Inilah
kenapa Al-Quran begitu penting untuk ditadabburi, agar menghafal
menjadi lebih mudah, karena melibatkan otak kanan yang notabene
merupakan pintu gerbang pikiran bawah sadar. Singkatnya begini: “Menghafal menjadi lebih mudah ketika kita membayangkan apa yang dihapal!”.
Kebanyakan orang menghafal Al-Quran dengan cara konvensional; yaitu
dengan terpaku kepada lafazh tanpa berusaha menyentuh makna. Harus
dibedakan antara makna dan arti! Boleh jadi seseorang paham artinya,
namun tidak berusaha memahami makna yang ada dibalik arti.
Jika
tadi dikatakan bahwa otak kanan itu cenderung membayangkan, maka otak
kiri cenderung memikirkan. Percaya atau tidak, menghafal Al-Quran dengan
cara memikirkan lafaz-lafaznya tidak semudah menghafal dengan memahami
maknanya (mentadabburi) terlebih dahulu.

### PETUNJUK TUGAS
Tolong tentukan apakah pernyataan (a), (b), dan (c) sesuai dengan teks tentang menghafal Al-Quran di atas, lalu jawab ya atau tidak disertai kutipan persis kata-kata penentunya dari teks. (a) Otak kanan disebut sebagai pintu gerbang pikiran bawah sadar. (b) Kebanyakan orang menghafal Al-Quran dengan berusaha menyentuh makna. (c) Otak kiri cenderung membayangkan.

### DATA DITAMPILKAN
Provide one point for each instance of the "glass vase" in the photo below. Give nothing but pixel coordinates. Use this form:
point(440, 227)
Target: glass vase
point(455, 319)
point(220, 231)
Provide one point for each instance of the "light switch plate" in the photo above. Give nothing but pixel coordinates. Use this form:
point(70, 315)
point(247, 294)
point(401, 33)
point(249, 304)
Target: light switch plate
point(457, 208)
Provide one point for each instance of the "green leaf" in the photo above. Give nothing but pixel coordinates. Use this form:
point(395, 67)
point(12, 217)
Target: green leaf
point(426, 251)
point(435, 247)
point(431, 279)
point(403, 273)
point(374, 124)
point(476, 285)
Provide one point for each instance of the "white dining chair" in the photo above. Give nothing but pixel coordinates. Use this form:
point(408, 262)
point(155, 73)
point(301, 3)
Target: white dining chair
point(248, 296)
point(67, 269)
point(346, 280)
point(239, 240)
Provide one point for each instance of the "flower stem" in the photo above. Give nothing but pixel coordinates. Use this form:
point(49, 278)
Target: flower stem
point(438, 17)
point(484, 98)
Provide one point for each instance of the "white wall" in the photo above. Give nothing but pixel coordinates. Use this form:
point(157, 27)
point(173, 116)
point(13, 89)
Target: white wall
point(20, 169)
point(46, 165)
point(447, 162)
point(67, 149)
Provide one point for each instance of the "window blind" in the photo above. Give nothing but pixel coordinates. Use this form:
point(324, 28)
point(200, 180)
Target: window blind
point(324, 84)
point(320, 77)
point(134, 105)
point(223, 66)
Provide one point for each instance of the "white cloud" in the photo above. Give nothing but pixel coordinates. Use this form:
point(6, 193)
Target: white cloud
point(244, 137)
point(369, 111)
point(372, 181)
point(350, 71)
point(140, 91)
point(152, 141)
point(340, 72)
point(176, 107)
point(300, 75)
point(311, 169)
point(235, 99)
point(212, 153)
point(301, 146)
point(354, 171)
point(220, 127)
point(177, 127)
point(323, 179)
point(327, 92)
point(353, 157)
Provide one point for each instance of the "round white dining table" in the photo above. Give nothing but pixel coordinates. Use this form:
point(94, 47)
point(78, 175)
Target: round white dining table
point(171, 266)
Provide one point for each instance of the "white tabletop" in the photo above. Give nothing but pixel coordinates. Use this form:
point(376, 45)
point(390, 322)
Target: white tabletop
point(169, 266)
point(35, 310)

### JAWABAN LATIHAN
(a) Ya: "merupakan pintu gerbang pikiran bawah sadar"
(b) Tidak: "dengan terpaku kepada lafazh tanpa berusaha menyentuh makna"
(c) Tidak: "maka otak kiri cenderung memikirkan"